§ To do:
Could you rescale the lines from the line with "target: arched window" through the end of the records, giving every line again, requests included, with each coordinate in the answers multiplied by 0.95 and rounded to a whole number, halves rounded up? Leave the requests and their format samples unchanged.

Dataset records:
◆ ◆ ◆ ◆ ◆

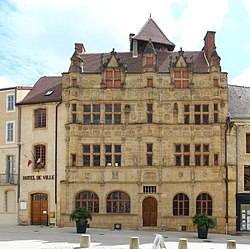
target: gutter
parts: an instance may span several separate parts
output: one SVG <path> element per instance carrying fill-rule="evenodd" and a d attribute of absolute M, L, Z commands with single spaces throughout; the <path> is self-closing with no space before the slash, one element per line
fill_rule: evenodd
<path fill-rule="evenodd" d="M 56 105 L 56 115 L 55 115 L 55 204 L 57 204 L 57 138 L 58 138 L 58 135 L 57 135 L 57 131 L 58 131 L 58 107 L 59 105 L 61 104 L 62 102 L 60 101 L 57 105 Z"/>
<path fill-rule="evenodd" d="M 230 117 L 227 116 L 226 119 L 226 129 L 225 129 L 225 166 L 226 166 L 226 234 L 228 234 L 228 160 L 227 160 L 227 132 L 230 126 Z"/>

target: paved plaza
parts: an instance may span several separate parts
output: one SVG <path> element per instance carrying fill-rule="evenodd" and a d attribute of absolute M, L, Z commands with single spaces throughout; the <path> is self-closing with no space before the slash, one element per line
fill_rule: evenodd
<path fill-rule="evenodd" d="M 89 228 L 90 248 L 129 249 L 130 238 L 139 237 L 140 249 L 151 249 L 155 235 L 163 236 L 167 249 L 178 249 L 180 238 L 188 240 L 188 249 L 226 249 L 235 240 L 237 249 L 250 249 L 250 234 L 222 235 L 209 233 L 208 239 L 197 233 L 169 231 L 131 231 Z M 80 246 L 81 234 L 74 227 L 0 225 L 0 249 L 74 249 Z"/>

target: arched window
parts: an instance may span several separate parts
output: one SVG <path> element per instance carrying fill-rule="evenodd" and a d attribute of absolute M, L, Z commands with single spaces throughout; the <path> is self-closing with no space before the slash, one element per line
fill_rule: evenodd
<path fill-rule="evenodd" d="M 173 215 L 189 215 L 189 199 L 185 194 L 177 194 L 174 197 Z"/>
<path fill-rule="evenodd" d="M 130 213 L 130 197 L 124 192 L 110 193 L 106 204 L 107 213 Z"/>
<path fill-rule="evenodd" d="M 83 191 L 77 194 L 75 199 L 76 208 L 86 207 L 92 213 L 99 213 L 99 198 L 97 194 L 91 191 Z"/>
<path fill-rule="evenodd" d="M 35 128 L 46 127 L 46 109 L 35 110 Z"/>
<path fill-rule="evenodd" d="M 212 216 L 212 198 L 209 194 L 202 193 L 196 199 L 196 213 Z"/>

◆ ◆ ◆ ◆ ◆

§ Result:
target: arched window
parts: an instance may span several separate parts
output: one SVG <path> element per instance carrying fill-rule="evenodd" and a d attribute of absolute M, L, Z commands with single spaces throughout; the <path> is self-closing with no space before the slash, one element per line
fill_rule: evenodd
<path fill-rule="evenodd" d="M 164 204 L 180 204 L 180 189 L 176 184 L 168 184 L 165 187 Z"/>
<path fill-rule="evenodd" d="M 124 202 L 124 187 L 118 182 L 105 183 L 101 194 L 102 202 Z"/>
<path fill-rule="evenodd" d="M 79 181 L 73 184 L 71 189 L 72 198 L 82 197 L 87 202 L 94 202 L 94 188 L 92 184 L 86 181 Z"/>
<path fill-rule="evenodd" d="M 33 122 L 44 121 L 44 104 L 33 105 Z"/>
<path fill-rule="evenodd" d="M 201 205 L 201 188 L 199 184 L 192 183 L 186 189 L 186 202 Z"/>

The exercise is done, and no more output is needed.